Extract the portion of the patch that adds VLM performance CI lying between "Signed-off-by: Xinyuan Tong" and "insertions(+), 4 deletions(-)", inclusive, without altering any character.

# Document passage:
○ ○ ○

From e88dd482ed4bad37e153deea14583a7e74230e90 Mon Sep 17 00:00:00 2001
From: XinyuanTong <115166877+JustinTong0323@users.noreply.github.com>
Date: Wed, 7 May 2025 19:20:03 -0700
Subject: [PATCH] [CI]Add performance CI for VLM (#6038)

Signed-off-by: Xinyuan Tong <justinning0323@outlook.com>
---
 .github/workflows/pr-test.yml        |  12 +++
 python/sglang/bench_serving.py       | 150 ++++++++++++++++++++++++++-
 python/sglang/test/test_utils.py     |   3 +-
 test/srt/test_bench_serving.py       |  54 ++++++++++
 test/srt/test_skip_tokenizer_init.py |   4 +-
 5 files changed, 219 insertions(+), 4 deletions(-)

diff --git a/.github/workflows/pr-test.yml b/.github/workflows/pr-test.yml
index fb62ac488..45759c0be 100644
--- a/.github/workflows/pr-test.yml
+++ b/.github/workflows/pr-test.yml
@@ -162,6 +162,18 @@ jobs:
           cd test/srt
           python3 -m unittest test_bench_serving.TestBenchServing.test_offline_throughput_default_fp8
 
+      - name: Benchmark VLM offline throughput
+        timeout-minutes: 10
+        run: |
+          cd test/srt
+          python3 -m unittest test_bench_serving.TestBenchServing.test_vlm_offline_throughput
+
+      - name: Benchmark VLM online latency
+        timeout-minutes: 10
+        run: |
+          cd test/srt
+          python3 -m unittest test_bench_serving.TestBenchServing.test_vlm_online_latency
+
   performance-test-2-gpu:
     if: (github.repository == 'sgl-project/sglang' || github.event_name == 'pull_request') &&
         github.event.pull_request.draft == false
diff --git a/python/sglang/bench_serving.py b/python/sglang/bench_serving.py
index 9b2722126..922ba1e39 100644
--- a/python/sglang/bench_serving.py
+++ b/python/sglang/bench_serving.py
@@ -58,6 +58,7 @@ class RequestFuncInput:
     output_len: int
     model: str
     lora_name: str
+    image_data: str
     extra_request_body: Dict[str, Any]
 
 
@@ -347,6 +348,11 @@ async def async_request_sglang_generate(
             "logprob_start_len": -1,
             **request_func_input.extra_request_body,
         }
+
+        # Add image data if available
+        if request_func_input.image_data:
+            payload["image_data"] = request_func_input.image_data
+
         headers = get_auth_headers()
 
         output = RequestFuncOutput()
@@ -510,6 +516,13 @@ def get_dataset(args, tokenizer):
             tokenizer=tokenizer,
             args=args,
         )
+    elif args.dataset_name == "mmmu":
+        input_requests = sample_mmmu_requests(
+            num_requests=args.num_prompts,
+            tokenizer=tokenizer,
+            fixed_output_len=args.random_output_len,
+            random_sample=True,
+        )
     else:
         raise ValueError(f"Unknown dataset: {args.dataset_name}")
     return input_requests
@@ -597,6 +610,121 @@ def download_and_cache_file(url: str, filename: Optional[str] = None):
     return filename
 
 
+def sample_mmmu_requests(
+    num_requests: int,
+    tokenizer: PreTrainedTokenizerBase,
+    fixed_output_len: Optional[int] = None,
+    random_sample: bool = True,
+) -> List[Tuple[str, int, int]]:
+    """

○ ○ ○

# Supplied records:
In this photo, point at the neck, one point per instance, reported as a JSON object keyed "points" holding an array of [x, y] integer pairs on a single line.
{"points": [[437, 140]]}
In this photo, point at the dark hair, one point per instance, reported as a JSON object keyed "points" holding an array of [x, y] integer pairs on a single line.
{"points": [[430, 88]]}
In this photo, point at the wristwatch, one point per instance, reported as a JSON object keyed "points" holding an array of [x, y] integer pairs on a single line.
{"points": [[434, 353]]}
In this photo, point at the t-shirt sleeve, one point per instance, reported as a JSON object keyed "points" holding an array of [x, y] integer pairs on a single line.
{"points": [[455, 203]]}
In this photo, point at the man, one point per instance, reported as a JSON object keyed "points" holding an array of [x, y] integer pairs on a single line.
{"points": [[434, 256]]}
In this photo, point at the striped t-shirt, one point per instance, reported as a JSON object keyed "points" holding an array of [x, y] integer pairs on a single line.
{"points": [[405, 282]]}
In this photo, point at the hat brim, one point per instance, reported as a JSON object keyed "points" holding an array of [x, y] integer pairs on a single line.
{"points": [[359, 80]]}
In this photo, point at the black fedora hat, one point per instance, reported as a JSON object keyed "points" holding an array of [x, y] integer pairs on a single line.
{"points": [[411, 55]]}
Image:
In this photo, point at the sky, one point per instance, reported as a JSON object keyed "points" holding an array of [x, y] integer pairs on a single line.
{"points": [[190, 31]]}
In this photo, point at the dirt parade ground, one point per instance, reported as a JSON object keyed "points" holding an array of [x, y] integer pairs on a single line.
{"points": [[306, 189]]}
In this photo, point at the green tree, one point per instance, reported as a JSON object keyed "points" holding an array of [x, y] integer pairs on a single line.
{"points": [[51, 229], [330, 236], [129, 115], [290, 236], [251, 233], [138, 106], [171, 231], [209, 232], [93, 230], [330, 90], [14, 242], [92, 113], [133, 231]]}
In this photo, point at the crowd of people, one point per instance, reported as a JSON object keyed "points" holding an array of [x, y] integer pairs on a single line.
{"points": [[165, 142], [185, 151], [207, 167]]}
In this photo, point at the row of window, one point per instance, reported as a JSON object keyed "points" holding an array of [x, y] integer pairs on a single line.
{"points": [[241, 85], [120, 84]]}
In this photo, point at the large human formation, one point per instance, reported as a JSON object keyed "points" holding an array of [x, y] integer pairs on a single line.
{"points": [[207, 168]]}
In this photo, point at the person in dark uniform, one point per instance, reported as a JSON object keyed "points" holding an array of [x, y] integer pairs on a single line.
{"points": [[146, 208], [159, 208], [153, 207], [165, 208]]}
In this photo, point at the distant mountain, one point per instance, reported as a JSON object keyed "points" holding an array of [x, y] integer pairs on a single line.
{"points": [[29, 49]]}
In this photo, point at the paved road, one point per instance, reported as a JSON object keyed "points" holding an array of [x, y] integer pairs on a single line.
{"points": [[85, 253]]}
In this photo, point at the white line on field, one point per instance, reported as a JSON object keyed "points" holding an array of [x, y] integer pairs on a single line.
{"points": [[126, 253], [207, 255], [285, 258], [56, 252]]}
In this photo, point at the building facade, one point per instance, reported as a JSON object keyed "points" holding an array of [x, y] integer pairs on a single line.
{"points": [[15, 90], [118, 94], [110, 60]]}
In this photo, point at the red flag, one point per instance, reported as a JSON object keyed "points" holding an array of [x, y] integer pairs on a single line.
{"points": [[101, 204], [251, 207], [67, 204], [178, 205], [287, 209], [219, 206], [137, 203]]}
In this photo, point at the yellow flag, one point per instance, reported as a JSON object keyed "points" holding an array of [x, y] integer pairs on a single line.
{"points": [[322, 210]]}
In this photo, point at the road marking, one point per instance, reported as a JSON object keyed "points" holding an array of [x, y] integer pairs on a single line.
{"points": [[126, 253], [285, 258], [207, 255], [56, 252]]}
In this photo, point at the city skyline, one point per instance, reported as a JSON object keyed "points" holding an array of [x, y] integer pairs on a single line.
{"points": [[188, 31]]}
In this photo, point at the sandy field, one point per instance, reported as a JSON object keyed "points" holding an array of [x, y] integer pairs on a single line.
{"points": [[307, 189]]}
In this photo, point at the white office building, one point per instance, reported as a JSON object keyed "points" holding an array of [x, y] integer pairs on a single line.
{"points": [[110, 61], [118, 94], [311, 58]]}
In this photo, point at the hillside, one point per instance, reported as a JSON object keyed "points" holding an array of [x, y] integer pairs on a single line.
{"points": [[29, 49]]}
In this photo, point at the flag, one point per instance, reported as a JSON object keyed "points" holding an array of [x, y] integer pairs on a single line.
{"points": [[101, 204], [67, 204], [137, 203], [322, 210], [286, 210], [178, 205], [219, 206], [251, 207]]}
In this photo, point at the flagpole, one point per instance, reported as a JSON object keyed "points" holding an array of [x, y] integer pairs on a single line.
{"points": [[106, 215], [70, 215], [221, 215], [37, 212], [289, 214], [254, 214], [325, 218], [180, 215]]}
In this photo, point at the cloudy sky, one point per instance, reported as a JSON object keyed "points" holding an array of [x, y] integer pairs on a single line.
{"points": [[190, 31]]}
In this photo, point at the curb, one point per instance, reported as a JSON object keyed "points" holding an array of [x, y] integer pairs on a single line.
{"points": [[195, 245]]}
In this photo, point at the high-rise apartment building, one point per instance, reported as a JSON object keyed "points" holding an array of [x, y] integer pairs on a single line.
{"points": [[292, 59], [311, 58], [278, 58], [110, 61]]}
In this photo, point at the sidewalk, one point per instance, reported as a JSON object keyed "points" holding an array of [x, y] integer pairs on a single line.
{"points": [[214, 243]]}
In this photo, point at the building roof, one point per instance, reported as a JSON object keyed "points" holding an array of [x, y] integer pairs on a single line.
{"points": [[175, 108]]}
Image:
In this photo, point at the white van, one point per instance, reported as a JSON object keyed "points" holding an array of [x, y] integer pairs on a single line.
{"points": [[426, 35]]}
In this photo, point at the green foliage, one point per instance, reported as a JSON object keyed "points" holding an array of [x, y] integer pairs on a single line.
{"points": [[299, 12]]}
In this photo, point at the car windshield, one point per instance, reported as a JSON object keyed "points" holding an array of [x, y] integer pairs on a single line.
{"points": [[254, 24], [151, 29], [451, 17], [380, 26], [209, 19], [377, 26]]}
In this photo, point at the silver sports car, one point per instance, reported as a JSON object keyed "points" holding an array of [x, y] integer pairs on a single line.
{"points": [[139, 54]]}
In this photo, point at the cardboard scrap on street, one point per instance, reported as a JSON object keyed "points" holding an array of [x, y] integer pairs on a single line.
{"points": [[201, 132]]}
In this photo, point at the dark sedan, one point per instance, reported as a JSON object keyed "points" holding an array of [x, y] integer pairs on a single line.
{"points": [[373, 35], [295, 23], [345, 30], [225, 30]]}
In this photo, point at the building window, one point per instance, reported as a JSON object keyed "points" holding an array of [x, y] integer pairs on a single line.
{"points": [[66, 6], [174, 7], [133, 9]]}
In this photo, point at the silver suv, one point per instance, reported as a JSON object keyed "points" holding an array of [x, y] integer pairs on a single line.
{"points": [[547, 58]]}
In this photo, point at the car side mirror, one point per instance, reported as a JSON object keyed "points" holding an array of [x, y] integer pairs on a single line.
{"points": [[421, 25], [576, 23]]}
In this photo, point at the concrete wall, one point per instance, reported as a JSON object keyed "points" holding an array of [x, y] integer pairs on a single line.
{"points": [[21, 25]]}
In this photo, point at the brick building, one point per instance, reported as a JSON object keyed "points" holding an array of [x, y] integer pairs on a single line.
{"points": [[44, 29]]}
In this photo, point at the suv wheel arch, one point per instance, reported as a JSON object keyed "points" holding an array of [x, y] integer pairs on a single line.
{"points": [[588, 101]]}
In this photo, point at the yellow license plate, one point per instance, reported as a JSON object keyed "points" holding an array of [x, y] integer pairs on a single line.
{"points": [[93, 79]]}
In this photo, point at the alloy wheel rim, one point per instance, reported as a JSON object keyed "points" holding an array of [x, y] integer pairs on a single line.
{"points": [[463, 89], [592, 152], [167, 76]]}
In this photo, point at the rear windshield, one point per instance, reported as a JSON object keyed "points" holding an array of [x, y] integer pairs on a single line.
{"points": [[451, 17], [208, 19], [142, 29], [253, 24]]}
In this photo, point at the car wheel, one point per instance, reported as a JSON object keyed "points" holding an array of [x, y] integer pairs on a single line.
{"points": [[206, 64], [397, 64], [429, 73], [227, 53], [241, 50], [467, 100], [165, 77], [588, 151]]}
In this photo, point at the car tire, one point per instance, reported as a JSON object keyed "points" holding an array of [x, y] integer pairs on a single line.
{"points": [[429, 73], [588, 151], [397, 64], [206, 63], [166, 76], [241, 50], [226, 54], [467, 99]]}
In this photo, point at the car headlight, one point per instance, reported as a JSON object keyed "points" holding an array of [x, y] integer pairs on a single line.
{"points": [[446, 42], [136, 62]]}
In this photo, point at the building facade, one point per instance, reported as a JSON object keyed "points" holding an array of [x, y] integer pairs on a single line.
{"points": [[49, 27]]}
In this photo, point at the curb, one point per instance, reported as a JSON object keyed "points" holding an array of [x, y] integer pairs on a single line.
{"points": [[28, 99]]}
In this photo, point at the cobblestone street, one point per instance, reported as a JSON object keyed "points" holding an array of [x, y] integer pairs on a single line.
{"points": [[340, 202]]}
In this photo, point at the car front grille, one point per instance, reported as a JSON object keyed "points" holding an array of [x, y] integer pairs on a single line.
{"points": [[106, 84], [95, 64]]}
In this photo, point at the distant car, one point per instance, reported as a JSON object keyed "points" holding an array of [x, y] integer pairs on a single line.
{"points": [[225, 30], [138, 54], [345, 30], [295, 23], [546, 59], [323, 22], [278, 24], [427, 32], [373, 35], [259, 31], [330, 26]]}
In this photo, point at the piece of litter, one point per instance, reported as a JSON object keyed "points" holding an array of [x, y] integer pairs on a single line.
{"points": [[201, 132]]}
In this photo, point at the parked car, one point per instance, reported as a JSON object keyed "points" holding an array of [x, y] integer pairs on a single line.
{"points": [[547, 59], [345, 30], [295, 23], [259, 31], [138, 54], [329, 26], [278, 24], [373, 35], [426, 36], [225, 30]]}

○ ○ ○

# Exercise answer:
Signed-off-by: Xinyuan Tong <justinning0323@outlook.com>
---
 .github/workflows/pr-test.yml        |  12 +++
 python/sglang/bench_serving.py       | 150 ++++++++++++++++++++++++++-
 python/sglang/test/test_utils.py     |   3 +-
 test/srt/test_bench_serving.py       |  54 ++++++++++
 test/srt/test_skip_tokenizer_init.py |   4 +-
 5 files changed, 219 insertions(+), 4 deletions(-)